■ **What is being asked**:
Transcribe the entries that follow, word for word.

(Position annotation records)
_____

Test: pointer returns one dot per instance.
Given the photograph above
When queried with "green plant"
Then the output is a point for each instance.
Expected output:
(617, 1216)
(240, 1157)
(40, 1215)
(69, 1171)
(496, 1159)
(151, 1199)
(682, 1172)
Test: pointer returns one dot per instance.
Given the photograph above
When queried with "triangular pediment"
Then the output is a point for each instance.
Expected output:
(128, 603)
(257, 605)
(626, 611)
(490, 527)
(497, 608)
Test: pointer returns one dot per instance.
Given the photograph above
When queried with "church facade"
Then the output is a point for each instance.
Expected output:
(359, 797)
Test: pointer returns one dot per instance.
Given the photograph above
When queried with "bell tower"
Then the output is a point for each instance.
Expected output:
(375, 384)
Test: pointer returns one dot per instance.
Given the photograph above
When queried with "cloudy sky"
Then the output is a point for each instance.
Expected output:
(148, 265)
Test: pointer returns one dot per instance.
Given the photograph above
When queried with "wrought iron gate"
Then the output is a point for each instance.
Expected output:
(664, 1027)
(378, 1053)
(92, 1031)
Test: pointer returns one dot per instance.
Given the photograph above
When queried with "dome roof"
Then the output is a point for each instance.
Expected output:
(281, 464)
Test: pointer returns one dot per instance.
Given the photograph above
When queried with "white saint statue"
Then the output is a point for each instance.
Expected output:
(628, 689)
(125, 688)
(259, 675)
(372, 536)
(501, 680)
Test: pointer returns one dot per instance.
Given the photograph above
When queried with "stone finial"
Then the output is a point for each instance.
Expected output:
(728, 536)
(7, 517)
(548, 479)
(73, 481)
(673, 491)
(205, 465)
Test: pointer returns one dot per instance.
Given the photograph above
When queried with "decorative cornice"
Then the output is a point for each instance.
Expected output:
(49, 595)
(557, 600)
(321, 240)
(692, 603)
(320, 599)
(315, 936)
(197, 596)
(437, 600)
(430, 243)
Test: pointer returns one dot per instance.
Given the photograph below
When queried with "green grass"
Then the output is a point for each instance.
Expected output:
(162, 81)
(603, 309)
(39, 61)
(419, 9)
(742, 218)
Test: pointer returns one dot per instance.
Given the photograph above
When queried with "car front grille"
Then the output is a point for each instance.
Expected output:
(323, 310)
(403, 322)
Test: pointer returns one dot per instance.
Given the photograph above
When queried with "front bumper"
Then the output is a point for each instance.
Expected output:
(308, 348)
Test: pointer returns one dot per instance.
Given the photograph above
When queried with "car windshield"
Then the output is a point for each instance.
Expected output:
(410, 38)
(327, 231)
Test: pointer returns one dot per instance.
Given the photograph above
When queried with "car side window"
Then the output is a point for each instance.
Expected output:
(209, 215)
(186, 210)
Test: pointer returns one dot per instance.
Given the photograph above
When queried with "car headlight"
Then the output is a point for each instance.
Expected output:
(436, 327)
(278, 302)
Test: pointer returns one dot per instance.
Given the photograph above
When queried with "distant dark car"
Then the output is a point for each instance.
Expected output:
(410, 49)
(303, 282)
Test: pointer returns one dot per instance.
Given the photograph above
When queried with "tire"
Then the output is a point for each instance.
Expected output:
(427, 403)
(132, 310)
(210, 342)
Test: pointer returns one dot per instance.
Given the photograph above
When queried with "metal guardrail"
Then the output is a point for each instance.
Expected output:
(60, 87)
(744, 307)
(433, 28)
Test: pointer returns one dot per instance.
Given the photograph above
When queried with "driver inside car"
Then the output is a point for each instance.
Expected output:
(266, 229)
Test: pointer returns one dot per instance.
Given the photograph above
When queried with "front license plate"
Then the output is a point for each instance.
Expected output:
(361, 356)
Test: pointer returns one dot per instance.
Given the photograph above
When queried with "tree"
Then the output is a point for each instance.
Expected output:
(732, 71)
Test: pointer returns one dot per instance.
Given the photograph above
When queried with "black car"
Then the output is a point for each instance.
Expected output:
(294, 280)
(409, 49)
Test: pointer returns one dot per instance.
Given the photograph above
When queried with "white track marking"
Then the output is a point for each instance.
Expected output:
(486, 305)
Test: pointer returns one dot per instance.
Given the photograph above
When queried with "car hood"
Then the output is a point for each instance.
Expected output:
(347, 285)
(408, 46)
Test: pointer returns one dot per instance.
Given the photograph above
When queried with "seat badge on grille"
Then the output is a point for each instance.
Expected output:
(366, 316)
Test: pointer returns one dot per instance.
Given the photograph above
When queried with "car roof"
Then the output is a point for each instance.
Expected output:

_____

■ **Response**:
Test: pointer returns one dot per instance.
Given the photograph above
When queried with "green plant"
Then the output is a point for each instance.
Expected output:
(617, 1216)
(240, 1157)
(40, 1215)
(69, 1171)
(496, 1159)
(151, 1199)
(682, 1172)
Test: pointer returns one dot per instance.
Given the photograph above
When queried with "triangular pediment"
Then the output is a point for each instance.
Expected output:
(128, 603)
(257, 605)
(626, 611)
(490, 527)
(497, 608)
Test: pointer returns one dot per instance.
Given the photograph above
When queried with "church facade"
Then the output is a point for each instance.
Expected output:
(359, 797)
Test: pointer returns one dot per instance.
Given the photograph above
When queried with "bell tower"
Then the output is a point for each instance.
Expected output:
(375, 384)
Test: pointer returns one dot per instance.
Given the photograph above
When queried with "cloudy sky"
Then the output is a point for each instance.
Expected output:
(148, 265)
Test: pointer returns one dot per instance.
Given the photograph above
When queried with "wrought iron gate"
Then the output is a point for each instance.
Expected output:
(664, 1027)
(378, 1053)
(92, 1031)
Test: pointer returns one dot per instance.
Given the photograph above
When queried with "dome roof"
Then the output is a point for each instance.
Expected output:
(281, 464)
Test: pointer returns one dot per instance.
Given the photograph above
When queried with "white saint statue"
Then the output is a point for each instance.
Expected output:
(628, 689)
(125, 688)
(259, 675)
(372, 536)
(501, 680)
Test: pointer returns one dot per instance.
Given the photograph above
When queried with "stone finial"
Then the output is a point for each instance.
Expected output:
(728, 536)
(7, 517)
(548, 479)
(73, 481)
(673, 491)
(205, 465)
Test: pointer returns one dot per instance.
Given the photograph above
When queried with "decorative cornice"
Then the output is a point for each instance.
Expected output:
(49, 595)
(557, 600)
(321, 240)
(692, 603)
(320, 599)
(315, 936)
(197, 596)
(437, 600)
(430, 243)
Test: pointer returns one dot per instance.
Given the photograph below
When queried with "green grass"
Then the output is a point for each instance.
Expected output:
(162, 81)
(603, 309)
(39, 61)
(419, 9)
(742, 218)
Test: pointer returns one dot per instance.
Given the photograph above
When queried with "car front grille"
Then the output is a point for each instance.
Expected output:
(323, 310)
(403, 322)
Test: pointer returns one dot per instance.
Given the photograph above
When queried with "front bumper"
Then the output is a point for each instance.
Expected output:
(308, 348)
Test: pointer returns one dot per instance.
Given the photograph above
When queried with "car windshield"
Then the output is a point for each instance.
Expected output:
(410, 38)
(327, 231)
Test: pointer returns one dot per instance.
Given the photograph above
When queried with "car side window"
Then the output is a point for each instance.
Expected output:
(209, 215)
(186, 210)
Test: pointer returns one dot per instance.
Given the photograph above
When queried with "car headlight"
Then the output is a point for each instance.
Expected output:
(436, 327)
(278, 302)
Test: pointer returns one dot per instance.
Given the photograph above
When queried with "distant dark car"
Then the output is a point for each instance.
Expected output:
(410, 49)
(303, 282)
Test: pointer returns one dot per instance.
Given the photograph above
When queried with "tire"
Then the output is a point for each instance.
Expected output:
(427, 403)
(132, 310)
(210, 342)
Test: pointer returns one dot per instance.
Given the photograph above
When queried with "metal guardrail"
Then the output is a point for each instance.
Expected output:
(60, 87)
(744, 307)
(433, 28)
Test: pointer returns one dot per instance.
Given the photograph above
When queried with "driver inside car"
Then the output is a point for each instance.
Expected output:
(266, 229)
Test: pointer returns one dot per instance.
Given the photograph above
When queried with "front license plate"
Then the output is a point for each instance.
Expected output:
(361, 356)
Test: pointer returns one dot per instance.
Given the photograph above
When queried with "tree"
Then the output is a point for each instance.
Expected output:
(732, 71)
Test: pointer returns one dot per instance.
Given the photograph above
When queried with "black car"
Then the output is a point for each instance.
Expected output:
(294, 280)
(409, 49)
Test: pointer returns one dot per instance.
Given the photograph above
When queried with "white track marking"
Then the output is a point for each instance.
Expected output:
(486, 305)
Test: pointer returns one dot per instance.
Given the photograph above
When queried with "car hood"
Then the output is a point for each instance.
Expected output:
(347, 285)
(408, 46)
Test: pointer returns one dot per instance.
Given the photograph above
When queried with "seat badge on grille"
Then the output is a point for each instance.
Expected output:
(366, 316)
Test: pointer returns one dot per instance.
Given the photograph above
When queried with "car roof"
Then the output is a point for each instance.
Expected output:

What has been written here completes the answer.